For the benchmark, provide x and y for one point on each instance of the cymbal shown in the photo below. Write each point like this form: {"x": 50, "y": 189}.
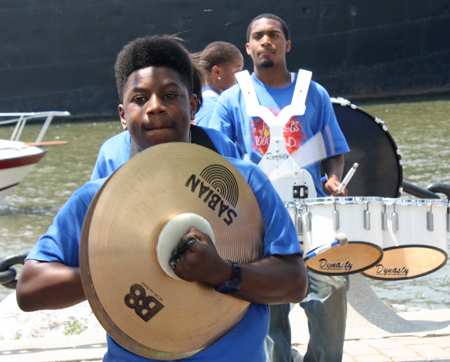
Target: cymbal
{"x": 139, "y": 305}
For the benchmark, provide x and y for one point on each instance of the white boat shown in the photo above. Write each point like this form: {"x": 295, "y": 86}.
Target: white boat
{"x": 18, "y": 158}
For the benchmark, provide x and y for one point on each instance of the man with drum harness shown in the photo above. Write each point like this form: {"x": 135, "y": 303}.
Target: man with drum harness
{"x": 258, "y": 130}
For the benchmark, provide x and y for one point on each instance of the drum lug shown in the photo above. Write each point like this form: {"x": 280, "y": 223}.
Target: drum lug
{"x": 430, "y": 223}
{"x": 384, "y": 220}
{"x": 299, "y": 225}
{"x": 394, "y": 222}
{"x": 448, "y": 221}
{"x": 367, "y": 219}
{"x": 300, "y": 192}
{"x": 335, "y": 217}
{"x": 307, "y": 222}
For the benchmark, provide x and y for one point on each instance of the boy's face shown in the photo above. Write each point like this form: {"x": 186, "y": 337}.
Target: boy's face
{"x": 267, "y": 45}
{"x": 156, "y": 107}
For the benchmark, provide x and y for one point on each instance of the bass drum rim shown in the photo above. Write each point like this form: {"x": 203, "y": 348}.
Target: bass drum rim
{"x": 380, "y": 171}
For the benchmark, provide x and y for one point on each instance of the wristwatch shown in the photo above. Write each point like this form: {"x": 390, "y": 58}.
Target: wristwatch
{"x": 232, "y": 285}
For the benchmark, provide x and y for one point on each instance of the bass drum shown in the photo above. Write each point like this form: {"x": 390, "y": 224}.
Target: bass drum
{"x": 380, "y": 171}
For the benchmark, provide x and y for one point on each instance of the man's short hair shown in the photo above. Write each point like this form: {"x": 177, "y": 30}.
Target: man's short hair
{"x": 284, "y": 27}
{"x": 156, "y": 51}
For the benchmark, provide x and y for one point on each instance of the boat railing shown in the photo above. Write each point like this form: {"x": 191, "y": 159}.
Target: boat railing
{"x": 21, "y": 118}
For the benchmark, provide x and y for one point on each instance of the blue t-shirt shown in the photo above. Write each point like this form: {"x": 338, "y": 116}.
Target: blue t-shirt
{"x": 245, "y": 342}
{"x": 252, "y": 134}
{"x": 210, "y": 97}
{"x": 116, "y": 151}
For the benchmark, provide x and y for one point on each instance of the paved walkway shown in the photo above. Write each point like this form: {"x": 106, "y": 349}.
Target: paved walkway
{"x": 374, "y": 333}
{"x": 394, "y": 348}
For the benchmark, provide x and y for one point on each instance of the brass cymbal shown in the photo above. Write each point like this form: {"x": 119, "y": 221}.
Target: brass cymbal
{"x": 118, "y": 262}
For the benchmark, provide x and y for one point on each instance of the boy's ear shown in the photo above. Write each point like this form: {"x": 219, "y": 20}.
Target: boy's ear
{"x": 193, "y": 105}
{"x": 122, "y": 117}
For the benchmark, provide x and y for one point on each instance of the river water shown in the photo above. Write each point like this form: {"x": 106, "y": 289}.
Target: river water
{"x": 421, "y": 130}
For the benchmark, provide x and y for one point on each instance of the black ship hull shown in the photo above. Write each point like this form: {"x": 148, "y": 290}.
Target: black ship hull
{"x": 60, "y": 54}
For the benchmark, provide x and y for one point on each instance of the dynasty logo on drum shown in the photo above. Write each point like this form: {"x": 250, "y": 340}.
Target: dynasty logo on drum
{"x": 215, "y": 185}
{"x": 401, "y": 271}
{"x": 338, "y": 266}
{"x": 146, "y": 307}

= = = = =

Restate each entry word for word, please, but drop any images it holds.

For the benchmark, provide x and y for one point on each instance of the cymbal shown in the photo below. Write each point like this form: {"x": 50, "y": 189}.
Target: cymbal
{"x": 139, "y": 305}
For the benchmark, provide x and y for one point on each instance of the white boat shown in the photo above. Write each point like this form: {"x": 295, "y": 86}.
Target: white boat
{"x": 18, "y": 158}
For the benchmark, provide x and y for one point on each instance of the man with drum harness shown in the photo above. Write each point like this form: {"x": 135, "y": 303}.
Target: man with drum harness
{"x": 258, "y": 130}
For the benchmark, provide x and y for one point on each instance of the drum lug shown in the photo above. Write each point like this form: {"x": 280, "y": 223}.
Target: drum lug
{"x": 430, "y": 223}
{"x": 384, "y": 220}
{"x": 299, "y": 225}
{"x": 394, "y": 222}
{"x": 448, "y": 221}
{"x": 367, "y": 219}
{"x": 300, "y": 192}
{"x": 335, "y": 217}
{"x": 307, "y": 222}
For the benchmark, provide x and y for one point on each instance of the boy's face shown in the photo above. Write each point like this form: {"x": 186, "y": 337}.
Target: boy's face
{"x": 267, "y": 45}
{"x": 156, "y": 107}
For the benchmark, provide x and y for one point on each instance of the bass drum rim shown in the photo above. Write each point like this form: {"x": 203, "y": 348}.
Target: bass drum rim
{"x": 380, "y": 171}
For the benchmark, provide x and y for one point on each instance of the wristwatch shown in the photo above. Write each point like this form: {"x": 390, "y": 58}.
Target: wristwatch
{"x": 232, "y": 285}
For the benchmark, provide x and y for one point on each instance of the bass drum shown in the photo above. Write each point like this form: {"x": 390, "y": 224}.
Target: bass drum
{"x": 380, "y": 171}
For the benchmark, provide x and y for one point on each instance of the man's short hair shown in the photo above. Write each point like this form: {"x": 177, "y": 30}.
Target: man's short hair
{"x": 284, "y": 27}
{"x": 156, "y": 51}
For the benchmark, provide x and y for one point on each instance of the boat railing shown in the photo above. Write each point like this form: {"x": 191, "y": 159}.
Target: boat railing
{"x": 21, "y": 118}
For the benchmark, provide x and y for one point on each instance of the blue t-shirt shown in the photo above. Write each point like this form: {"x": 338, "y": 116}.
Target: blue t-shirt
{"x": 245, "y": 342}
{"x": 252, "y": 134}
{"x": 210, "y": 97}
{"x": 116, "y": 151}
For the benchmark, provide x and y for one point on each instance of the paved walkway shown in the photo above. Write each point like this form: {"x": 106, "y": 349}.
Target: paved walkway
{"x": 374, "y": 333}
{"x": 394, "y": 348}
For the benchmark, provide x and y for one point on each instance of the brass cymbal shown in the photo above. Write each point like this form: {"x": 119, "y": 221}.
Target: brass cymbal
{"x": 118, "y": 262}
For the benchmark, provide x and y for one point on each instance of the boy's ear shown in the photo above. Write each point like this form: {"x": 219, "y": 20}.
Target: boy's ear
{"x": 193, "y": 105}
{"x": 122, "y": 117}
For the benchmark, provide x and y for one point on each instance of the river water shown in the photo above. Write each point like this form: {"x": 106, "y": 289}.
Target: river water
{"x": 421, "y": 130}
For the benchmark, provide x and y for one point on each instance of the black ship hull shown in the photo above. Write each point like this form: {"x": 148, "y": 290}.
Target: black ship hull
{"x": 60, "y": 54}
For the benchmark, provide x and y for one point on each instance of the dynasty logo on drum shown in the photo above. Write each point like this form: {"x": 250, "y": 340}.
Target: dynasty logo on drum
{"x": 215, "y": 185}
{"x": 401, "y": 271}
{"x": 338, "y": 266}
{"x": 146, "y": 307}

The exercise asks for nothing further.